Work to do:
Pull out each line of the records below that contains the string "street", and copy those lines in their original order.

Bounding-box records

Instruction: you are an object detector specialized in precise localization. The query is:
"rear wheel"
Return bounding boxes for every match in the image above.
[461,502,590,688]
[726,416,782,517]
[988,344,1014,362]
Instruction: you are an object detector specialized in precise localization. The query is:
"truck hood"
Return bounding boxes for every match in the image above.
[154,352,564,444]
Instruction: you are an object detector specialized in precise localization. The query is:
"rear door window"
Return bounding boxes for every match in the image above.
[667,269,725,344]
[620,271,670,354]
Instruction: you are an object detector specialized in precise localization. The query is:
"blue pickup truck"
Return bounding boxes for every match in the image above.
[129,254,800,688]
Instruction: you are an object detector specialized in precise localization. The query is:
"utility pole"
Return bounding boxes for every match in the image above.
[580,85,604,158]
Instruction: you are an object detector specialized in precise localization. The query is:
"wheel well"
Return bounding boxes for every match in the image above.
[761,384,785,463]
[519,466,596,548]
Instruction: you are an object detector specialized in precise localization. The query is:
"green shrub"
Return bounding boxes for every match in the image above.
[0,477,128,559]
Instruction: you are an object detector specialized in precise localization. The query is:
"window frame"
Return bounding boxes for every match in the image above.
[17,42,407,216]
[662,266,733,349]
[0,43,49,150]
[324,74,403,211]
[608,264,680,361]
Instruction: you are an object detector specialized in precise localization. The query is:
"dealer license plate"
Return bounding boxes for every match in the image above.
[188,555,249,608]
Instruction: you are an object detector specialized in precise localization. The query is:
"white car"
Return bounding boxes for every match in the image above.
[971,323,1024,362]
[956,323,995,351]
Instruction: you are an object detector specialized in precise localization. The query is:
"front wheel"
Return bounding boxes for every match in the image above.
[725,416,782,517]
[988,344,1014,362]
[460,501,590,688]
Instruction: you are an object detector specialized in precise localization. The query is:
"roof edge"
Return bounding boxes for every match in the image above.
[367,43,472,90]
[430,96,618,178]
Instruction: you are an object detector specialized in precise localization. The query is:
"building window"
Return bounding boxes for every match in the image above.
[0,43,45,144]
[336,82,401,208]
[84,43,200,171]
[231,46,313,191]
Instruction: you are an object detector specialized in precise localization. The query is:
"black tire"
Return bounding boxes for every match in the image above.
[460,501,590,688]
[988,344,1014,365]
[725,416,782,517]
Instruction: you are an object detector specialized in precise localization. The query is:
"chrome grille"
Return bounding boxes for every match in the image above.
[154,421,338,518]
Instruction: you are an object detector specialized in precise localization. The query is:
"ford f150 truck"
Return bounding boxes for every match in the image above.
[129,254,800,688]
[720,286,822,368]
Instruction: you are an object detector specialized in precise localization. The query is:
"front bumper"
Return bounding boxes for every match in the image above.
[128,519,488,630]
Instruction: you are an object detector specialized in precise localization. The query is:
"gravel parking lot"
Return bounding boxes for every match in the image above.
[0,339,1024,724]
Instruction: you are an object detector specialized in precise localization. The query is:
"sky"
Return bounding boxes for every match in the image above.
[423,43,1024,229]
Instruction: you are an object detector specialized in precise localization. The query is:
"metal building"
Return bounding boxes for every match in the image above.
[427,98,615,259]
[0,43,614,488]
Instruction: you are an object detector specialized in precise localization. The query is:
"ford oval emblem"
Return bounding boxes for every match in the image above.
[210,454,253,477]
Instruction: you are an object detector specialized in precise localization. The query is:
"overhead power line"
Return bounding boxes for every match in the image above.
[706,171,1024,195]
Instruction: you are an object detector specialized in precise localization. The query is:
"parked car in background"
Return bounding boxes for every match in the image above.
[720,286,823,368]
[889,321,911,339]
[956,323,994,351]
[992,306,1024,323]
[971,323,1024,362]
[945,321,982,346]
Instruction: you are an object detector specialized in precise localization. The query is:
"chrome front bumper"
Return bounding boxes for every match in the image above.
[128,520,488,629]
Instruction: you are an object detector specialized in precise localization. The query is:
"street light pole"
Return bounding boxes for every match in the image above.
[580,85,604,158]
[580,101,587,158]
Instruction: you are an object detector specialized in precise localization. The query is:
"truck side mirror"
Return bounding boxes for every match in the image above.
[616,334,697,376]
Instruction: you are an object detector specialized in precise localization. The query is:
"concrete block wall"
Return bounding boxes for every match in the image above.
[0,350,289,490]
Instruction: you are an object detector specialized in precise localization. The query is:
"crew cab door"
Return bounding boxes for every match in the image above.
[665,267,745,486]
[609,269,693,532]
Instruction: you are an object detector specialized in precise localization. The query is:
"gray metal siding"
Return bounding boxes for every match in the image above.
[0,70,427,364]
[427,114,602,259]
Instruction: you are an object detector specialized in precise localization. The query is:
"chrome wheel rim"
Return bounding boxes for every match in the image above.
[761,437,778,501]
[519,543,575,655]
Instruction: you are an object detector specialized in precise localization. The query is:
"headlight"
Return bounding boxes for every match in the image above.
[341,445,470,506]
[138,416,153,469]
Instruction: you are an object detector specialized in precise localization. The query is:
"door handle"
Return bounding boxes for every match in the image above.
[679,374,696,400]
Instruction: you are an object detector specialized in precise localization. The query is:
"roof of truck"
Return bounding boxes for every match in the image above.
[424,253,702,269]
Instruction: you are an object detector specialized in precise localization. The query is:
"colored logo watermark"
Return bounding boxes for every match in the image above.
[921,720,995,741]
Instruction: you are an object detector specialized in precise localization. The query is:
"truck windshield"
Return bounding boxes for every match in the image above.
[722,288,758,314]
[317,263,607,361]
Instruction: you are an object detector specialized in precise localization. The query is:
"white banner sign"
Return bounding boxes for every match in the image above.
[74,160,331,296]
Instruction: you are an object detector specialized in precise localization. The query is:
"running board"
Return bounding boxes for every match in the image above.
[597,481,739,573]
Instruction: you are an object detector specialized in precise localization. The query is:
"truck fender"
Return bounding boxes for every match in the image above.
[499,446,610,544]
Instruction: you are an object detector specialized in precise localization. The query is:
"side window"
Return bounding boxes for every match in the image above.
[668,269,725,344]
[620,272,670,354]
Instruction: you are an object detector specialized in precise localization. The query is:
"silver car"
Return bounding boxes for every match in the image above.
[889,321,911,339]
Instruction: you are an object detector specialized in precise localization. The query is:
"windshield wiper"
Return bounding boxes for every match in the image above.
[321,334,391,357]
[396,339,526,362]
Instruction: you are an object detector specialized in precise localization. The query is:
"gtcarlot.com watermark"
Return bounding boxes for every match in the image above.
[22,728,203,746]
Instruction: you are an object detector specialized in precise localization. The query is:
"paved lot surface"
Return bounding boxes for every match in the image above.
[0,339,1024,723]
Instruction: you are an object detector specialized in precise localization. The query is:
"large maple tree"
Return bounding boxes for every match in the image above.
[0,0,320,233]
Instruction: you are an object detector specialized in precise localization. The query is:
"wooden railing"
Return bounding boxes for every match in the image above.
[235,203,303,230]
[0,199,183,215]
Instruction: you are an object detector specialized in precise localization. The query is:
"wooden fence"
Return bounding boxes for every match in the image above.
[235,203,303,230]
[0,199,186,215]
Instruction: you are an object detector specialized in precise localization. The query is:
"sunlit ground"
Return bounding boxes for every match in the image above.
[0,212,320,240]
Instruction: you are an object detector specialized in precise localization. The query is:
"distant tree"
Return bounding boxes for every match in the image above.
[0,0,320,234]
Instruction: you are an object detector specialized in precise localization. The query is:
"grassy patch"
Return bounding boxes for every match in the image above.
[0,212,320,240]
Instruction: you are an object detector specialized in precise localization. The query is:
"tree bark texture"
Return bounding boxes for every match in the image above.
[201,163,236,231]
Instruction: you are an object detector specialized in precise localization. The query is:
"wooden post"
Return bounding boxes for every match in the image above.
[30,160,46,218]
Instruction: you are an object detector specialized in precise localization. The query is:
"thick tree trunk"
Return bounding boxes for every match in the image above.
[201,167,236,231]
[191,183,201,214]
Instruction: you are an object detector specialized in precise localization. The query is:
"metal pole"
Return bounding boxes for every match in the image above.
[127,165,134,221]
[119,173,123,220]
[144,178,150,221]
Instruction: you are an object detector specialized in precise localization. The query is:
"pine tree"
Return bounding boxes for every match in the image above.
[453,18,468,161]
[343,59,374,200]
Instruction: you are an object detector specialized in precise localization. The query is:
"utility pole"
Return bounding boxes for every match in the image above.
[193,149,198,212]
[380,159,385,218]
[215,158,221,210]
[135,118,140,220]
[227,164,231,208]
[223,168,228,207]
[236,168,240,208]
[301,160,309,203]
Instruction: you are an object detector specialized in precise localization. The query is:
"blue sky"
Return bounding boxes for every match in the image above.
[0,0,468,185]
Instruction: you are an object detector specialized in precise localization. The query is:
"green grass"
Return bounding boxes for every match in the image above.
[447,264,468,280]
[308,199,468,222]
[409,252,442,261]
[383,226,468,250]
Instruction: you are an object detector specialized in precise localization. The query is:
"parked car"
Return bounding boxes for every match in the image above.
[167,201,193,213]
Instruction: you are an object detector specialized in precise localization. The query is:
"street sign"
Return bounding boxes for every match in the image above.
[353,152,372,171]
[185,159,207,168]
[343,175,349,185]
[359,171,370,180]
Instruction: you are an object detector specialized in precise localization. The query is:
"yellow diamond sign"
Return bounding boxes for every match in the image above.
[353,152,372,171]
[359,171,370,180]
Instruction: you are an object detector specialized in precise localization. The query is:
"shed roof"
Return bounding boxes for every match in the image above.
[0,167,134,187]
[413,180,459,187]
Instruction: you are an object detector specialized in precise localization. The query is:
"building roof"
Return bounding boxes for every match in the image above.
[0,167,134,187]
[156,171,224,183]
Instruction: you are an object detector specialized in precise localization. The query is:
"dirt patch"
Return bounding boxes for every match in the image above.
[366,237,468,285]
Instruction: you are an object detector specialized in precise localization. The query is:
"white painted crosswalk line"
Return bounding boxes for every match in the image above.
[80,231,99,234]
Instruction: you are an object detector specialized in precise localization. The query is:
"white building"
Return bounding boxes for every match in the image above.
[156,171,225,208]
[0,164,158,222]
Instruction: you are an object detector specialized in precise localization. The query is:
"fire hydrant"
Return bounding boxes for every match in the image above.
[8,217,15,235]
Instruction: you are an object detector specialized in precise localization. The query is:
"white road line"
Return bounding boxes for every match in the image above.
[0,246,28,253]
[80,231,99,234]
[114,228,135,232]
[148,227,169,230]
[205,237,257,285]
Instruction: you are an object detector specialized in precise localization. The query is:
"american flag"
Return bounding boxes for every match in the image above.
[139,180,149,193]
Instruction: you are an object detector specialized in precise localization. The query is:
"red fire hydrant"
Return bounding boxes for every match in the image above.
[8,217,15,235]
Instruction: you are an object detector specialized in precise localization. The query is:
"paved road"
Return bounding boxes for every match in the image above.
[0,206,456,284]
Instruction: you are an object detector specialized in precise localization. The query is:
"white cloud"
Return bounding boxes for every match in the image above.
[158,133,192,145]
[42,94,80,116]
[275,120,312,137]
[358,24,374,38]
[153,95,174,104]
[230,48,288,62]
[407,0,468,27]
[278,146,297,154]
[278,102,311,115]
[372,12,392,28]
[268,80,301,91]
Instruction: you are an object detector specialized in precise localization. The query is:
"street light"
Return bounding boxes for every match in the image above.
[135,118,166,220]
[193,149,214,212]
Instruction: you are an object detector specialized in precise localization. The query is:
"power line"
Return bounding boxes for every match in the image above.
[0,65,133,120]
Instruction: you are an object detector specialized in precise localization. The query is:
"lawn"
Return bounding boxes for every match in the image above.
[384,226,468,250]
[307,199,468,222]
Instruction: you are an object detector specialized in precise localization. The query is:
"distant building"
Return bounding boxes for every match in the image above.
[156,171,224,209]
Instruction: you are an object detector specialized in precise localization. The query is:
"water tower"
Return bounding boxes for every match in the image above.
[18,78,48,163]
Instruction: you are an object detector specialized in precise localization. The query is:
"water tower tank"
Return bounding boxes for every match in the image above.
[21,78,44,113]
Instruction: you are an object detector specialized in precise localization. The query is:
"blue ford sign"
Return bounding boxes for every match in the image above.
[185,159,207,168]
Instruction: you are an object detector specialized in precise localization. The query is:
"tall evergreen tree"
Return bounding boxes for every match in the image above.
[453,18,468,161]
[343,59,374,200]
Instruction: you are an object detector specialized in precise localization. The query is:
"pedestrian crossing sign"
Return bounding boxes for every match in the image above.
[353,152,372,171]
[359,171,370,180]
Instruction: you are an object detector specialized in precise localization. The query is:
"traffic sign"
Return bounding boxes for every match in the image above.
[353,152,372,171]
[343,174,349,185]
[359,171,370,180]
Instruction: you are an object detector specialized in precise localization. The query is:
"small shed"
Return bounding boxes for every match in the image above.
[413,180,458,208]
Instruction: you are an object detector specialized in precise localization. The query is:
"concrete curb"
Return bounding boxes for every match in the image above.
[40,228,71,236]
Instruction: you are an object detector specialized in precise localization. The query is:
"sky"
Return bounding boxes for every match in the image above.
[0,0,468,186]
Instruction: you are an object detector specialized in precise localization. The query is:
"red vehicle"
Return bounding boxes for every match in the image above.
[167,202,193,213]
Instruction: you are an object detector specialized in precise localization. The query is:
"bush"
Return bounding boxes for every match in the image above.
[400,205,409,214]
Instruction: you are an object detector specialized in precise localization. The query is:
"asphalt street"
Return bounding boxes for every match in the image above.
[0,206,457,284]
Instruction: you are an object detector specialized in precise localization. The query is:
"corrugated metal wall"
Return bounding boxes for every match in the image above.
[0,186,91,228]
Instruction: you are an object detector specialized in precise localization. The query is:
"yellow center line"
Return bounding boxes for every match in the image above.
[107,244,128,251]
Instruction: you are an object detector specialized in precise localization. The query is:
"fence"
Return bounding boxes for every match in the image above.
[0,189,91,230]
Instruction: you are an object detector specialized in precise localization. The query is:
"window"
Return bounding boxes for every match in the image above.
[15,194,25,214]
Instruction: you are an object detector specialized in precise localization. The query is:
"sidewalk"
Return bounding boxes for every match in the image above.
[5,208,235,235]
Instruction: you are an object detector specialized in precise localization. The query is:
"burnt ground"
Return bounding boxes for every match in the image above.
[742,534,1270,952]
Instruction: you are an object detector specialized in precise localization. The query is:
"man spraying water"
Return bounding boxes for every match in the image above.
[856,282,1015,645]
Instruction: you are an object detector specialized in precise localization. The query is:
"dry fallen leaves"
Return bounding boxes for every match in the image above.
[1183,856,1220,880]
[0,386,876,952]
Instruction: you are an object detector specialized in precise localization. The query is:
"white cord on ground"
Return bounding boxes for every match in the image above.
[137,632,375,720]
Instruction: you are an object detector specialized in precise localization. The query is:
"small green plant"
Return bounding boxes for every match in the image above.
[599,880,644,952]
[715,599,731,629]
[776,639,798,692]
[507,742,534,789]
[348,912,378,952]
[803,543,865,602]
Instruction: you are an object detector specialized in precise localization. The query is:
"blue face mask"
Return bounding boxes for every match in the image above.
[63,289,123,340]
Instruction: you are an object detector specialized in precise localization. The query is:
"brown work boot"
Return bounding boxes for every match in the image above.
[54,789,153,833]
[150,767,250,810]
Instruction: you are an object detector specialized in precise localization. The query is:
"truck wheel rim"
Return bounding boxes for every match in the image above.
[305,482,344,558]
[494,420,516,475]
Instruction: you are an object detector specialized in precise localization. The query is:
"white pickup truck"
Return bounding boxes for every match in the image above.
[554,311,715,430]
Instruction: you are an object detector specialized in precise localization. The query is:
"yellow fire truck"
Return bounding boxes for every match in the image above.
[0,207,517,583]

The solution:
"street light pole"
"street sign"
"street light"
"asphalt street"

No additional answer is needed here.